---- Selected passage

Instructions

Setting up neo4j for Apache Spark

This section describes the steps used to setup the neo4j ecosystem

Locally on Linux (tbd)

Install/configure Apache Spark (for scala)
- https://intellipaat.com/blog/tutorial/spark-tutorial/downloading-spark-and-getting-started/
- Apache Spark 2.4.5 with Hadoop Pre-built 2.7 (comes with Scala 2.11.12)
  - https://archive.apache.org/dist/spark/spark-2.4.5/spark-2.4.5-bin-hadoop2.7.tgz
- Scala 2.11.12 (GCP image 1.4-ubuntu18 uses Spark 2.4.5 w/ Scala 2.11.12)
  - https://www.scala-lang.org/download/2.11.12.html
- Apache Maven (for Compiling Scala): https://docs.cloudera.com/documentation/enterprise/5-5-x/topics/spark_building.html#building
  - create directory structure for Maven projects
  - update pom.xml to include dependencies (this is an iterative process usually, with the the following command)
  - run mvn clean install
  - (update) also run mvn assembly:assembly -DdescriptorId=jar-with-dependencies to include dependencies (specifically, BigQuery)

--------
---- Listed records

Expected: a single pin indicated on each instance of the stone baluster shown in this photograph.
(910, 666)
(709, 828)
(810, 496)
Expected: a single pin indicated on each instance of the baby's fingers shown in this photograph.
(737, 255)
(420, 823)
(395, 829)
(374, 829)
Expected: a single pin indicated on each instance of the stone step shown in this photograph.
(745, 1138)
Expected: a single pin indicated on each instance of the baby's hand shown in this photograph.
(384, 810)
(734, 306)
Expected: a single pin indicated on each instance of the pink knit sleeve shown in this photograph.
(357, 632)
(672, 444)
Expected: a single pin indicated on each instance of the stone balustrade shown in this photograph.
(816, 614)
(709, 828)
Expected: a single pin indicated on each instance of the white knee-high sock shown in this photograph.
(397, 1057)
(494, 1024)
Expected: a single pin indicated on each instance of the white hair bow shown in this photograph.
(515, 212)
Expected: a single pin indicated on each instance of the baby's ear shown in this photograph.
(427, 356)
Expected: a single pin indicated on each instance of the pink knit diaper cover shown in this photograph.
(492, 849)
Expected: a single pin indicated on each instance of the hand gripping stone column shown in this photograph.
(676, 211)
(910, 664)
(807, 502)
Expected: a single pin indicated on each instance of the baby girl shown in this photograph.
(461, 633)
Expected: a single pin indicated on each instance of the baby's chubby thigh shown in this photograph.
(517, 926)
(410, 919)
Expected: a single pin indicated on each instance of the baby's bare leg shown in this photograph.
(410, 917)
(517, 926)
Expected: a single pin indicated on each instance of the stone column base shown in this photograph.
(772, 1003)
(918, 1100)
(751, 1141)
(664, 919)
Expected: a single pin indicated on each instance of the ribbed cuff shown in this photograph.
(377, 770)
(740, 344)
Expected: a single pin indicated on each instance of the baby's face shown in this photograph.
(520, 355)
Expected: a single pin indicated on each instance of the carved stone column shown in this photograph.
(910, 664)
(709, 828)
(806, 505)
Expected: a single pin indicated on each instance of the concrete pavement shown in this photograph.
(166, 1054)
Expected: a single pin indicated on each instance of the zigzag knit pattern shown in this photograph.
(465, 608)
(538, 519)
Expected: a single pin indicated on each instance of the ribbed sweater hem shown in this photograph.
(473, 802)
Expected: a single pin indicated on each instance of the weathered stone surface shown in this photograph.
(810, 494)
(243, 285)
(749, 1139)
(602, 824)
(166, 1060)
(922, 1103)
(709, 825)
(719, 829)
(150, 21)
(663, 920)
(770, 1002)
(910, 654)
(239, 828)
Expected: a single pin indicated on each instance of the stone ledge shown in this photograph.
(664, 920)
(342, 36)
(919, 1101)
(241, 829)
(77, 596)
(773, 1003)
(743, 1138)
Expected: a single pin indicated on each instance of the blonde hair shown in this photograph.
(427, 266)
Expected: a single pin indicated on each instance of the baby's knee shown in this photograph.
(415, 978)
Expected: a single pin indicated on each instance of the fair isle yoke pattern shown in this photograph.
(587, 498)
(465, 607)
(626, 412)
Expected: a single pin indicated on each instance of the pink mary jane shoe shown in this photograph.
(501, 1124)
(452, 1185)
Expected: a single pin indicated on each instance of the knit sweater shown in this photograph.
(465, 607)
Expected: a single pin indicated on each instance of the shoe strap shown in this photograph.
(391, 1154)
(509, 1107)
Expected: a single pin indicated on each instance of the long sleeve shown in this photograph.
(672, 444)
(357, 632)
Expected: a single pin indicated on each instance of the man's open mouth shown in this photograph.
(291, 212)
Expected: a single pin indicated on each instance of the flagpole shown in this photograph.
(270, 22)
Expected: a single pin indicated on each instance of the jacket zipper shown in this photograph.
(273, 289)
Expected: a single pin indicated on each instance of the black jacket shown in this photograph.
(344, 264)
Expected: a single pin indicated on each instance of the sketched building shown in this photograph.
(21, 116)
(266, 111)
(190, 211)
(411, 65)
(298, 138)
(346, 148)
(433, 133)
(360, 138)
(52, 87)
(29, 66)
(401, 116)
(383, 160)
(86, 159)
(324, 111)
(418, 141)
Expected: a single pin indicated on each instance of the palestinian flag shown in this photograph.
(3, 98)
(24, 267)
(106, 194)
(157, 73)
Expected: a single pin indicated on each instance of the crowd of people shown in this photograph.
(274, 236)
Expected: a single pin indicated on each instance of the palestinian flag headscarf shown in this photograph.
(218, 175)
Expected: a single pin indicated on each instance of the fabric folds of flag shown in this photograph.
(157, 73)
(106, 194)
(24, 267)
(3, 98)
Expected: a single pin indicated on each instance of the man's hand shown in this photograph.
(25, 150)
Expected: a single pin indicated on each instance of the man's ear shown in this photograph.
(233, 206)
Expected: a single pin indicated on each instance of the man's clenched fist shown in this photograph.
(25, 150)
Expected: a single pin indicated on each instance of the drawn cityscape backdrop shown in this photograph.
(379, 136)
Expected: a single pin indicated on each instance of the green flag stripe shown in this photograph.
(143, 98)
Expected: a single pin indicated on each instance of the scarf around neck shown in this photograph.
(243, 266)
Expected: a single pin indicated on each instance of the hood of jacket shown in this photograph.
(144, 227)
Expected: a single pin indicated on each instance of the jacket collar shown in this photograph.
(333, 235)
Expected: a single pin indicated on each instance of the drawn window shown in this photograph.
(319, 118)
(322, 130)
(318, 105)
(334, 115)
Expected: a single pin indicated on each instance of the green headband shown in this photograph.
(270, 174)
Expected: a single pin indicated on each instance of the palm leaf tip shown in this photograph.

--------
---- Listed records

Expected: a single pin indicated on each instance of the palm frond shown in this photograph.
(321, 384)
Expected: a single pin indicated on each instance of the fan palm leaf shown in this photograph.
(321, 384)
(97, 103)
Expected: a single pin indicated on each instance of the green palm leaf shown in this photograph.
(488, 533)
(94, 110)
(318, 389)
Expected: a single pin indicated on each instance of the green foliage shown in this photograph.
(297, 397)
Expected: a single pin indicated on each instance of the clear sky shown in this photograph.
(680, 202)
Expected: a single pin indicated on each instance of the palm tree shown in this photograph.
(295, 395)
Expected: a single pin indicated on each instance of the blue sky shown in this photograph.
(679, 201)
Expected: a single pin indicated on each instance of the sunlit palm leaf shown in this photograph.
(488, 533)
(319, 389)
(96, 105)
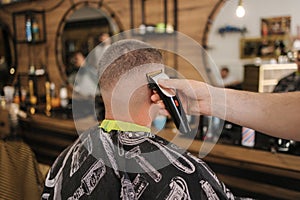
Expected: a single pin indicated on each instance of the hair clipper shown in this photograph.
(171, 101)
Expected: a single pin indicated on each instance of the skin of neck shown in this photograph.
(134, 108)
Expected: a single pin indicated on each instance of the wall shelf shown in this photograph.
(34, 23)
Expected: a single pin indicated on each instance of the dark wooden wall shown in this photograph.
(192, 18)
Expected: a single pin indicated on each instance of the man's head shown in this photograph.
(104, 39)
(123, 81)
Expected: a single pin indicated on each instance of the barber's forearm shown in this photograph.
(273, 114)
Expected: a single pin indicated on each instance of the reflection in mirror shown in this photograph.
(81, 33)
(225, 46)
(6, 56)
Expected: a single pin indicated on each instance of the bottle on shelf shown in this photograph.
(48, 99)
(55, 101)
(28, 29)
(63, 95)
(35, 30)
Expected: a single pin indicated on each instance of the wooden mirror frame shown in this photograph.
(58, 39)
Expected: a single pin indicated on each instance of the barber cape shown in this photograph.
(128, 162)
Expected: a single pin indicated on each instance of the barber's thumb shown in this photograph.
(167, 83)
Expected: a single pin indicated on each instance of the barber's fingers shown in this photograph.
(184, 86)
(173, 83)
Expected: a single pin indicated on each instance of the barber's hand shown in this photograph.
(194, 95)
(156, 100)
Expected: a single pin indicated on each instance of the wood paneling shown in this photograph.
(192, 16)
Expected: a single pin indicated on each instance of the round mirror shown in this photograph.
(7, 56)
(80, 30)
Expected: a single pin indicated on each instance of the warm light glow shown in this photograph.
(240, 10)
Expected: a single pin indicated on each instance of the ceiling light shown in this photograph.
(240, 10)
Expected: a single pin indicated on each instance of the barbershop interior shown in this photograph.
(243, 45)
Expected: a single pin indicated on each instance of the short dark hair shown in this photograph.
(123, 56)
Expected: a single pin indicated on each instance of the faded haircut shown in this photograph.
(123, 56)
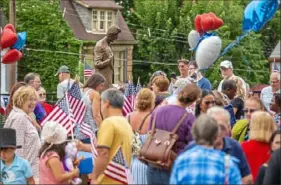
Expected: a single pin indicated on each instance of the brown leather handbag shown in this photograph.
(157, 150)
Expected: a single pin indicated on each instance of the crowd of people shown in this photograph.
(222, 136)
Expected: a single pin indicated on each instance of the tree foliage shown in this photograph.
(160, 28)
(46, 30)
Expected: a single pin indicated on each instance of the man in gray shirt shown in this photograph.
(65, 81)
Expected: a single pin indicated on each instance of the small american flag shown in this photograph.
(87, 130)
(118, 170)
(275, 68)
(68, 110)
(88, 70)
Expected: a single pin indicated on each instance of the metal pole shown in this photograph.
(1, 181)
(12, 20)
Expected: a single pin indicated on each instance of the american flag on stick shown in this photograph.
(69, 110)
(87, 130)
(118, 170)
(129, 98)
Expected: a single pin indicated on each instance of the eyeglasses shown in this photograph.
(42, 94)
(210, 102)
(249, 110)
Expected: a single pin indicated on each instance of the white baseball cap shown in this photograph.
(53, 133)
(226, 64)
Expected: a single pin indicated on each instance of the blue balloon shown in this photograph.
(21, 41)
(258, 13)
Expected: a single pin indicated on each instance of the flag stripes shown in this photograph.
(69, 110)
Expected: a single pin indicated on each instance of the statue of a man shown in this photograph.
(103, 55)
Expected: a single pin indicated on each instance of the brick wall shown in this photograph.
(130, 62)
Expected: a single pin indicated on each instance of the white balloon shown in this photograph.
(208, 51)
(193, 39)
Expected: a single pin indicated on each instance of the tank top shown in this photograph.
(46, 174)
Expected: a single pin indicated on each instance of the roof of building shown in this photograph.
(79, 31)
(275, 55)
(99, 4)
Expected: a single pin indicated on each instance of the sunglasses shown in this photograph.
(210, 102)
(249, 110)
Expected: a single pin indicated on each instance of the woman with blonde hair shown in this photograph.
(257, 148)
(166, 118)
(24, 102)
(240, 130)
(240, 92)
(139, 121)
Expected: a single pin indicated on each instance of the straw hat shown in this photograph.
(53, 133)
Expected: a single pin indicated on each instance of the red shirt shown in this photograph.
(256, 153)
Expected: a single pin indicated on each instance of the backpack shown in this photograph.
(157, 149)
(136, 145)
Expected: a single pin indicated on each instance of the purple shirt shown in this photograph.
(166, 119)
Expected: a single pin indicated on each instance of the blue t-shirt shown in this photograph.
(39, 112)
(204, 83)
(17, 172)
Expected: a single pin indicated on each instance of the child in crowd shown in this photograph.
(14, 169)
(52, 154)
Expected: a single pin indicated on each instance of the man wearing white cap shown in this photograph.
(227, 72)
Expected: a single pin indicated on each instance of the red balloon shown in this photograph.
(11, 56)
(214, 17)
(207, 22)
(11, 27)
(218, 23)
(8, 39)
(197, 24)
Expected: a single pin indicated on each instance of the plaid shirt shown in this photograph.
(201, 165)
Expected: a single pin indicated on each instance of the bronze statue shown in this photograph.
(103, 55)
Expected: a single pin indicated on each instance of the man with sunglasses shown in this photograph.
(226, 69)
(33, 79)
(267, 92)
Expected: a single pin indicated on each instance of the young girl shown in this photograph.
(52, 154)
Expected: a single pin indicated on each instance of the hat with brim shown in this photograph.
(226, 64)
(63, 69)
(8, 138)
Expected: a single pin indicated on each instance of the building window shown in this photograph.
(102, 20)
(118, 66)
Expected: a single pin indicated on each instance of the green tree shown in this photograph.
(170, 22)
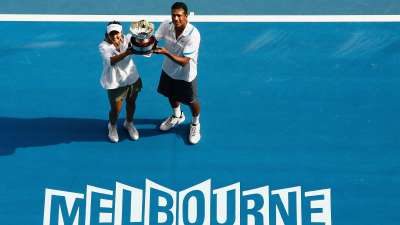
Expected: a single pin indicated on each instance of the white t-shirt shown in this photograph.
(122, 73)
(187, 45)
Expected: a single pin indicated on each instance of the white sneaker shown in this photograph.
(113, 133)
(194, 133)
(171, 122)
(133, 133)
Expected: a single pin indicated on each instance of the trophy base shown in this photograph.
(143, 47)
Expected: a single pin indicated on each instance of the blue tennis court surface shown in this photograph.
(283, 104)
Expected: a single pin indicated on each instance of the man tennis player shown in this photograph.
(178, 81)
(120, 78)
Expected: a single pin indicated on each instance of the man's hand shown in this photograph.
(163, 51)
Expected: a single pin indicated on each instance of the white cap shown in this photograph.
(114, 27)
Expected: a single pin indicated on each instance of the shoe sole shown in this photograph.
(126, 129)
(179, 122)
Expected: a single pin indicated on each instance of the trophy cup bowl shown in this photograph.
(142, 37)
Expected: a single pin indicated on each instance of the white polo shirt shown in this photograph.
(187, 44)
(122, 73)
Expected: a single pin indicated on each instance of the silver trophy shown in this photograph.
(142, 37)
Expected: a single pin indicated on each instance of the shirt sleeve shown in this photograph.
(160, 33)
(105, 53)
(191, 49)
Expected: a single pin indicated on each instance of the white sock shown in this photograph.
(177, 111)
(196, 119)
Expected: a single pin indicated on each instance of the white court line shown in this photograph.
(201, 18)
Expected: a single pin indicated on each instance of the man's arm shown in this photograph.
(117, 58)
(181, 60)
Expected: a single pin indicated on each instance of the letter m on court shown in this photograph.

--------

Required actions:
[1] In the neo4j setup instructions, which Scala version comes with the Apache Spark 2.4.5 package pre-built for Hadoop 2.7?
[2] Go on with the neo4j setup instructions, beginning after their final step.

Responses to the tasks:
[1] Scala 2.11.12

[2]
  - to see dependencies included run mvn dependency:tree
  - use this to copy to GCP bucket: gsutil cp {file_to_copy} gs://{bucket_name}/{location_to_save_to}
- Examples: https://github.com/apache/spark/tree/master/examples/src/main/scala/org/apache/spark/examples
  - Run standalone cluster: https://supergloo.com/spark-scala/apache-spark-cluster-run-standalone/
  - More on standalone: https://spark.apache.org/docs/latest/spark-standalone.html
  - Has some info on setting Spark Conf: https://mbonaci.github.io/mbo-spark/
  - spark-submit --class WordCount --master spark://zeus:7077 target/sparkwordcount-0.0.1.jar
Install/configure docker
- (used Option 1) https://phoenixnap.com/kb/how-to-install-docker-on-ubuntu-18-04
- Add yourself to the docker group (?)
  - https://www.digitalocean.com/community/questions/how-to-fix-docker-got-permission-denied-while-trying-to-connect-to-the-docker-daemon-socket
  - You have to logout and back in
Use neo4j docker run command (I added this to a script)
- https://neo4j.com/developer/docker-run-neo4j/
- {PROJECT_DIR}/scripts/create_neo4j_docker.sh
- Use docker ps -a to status of container (running or failed)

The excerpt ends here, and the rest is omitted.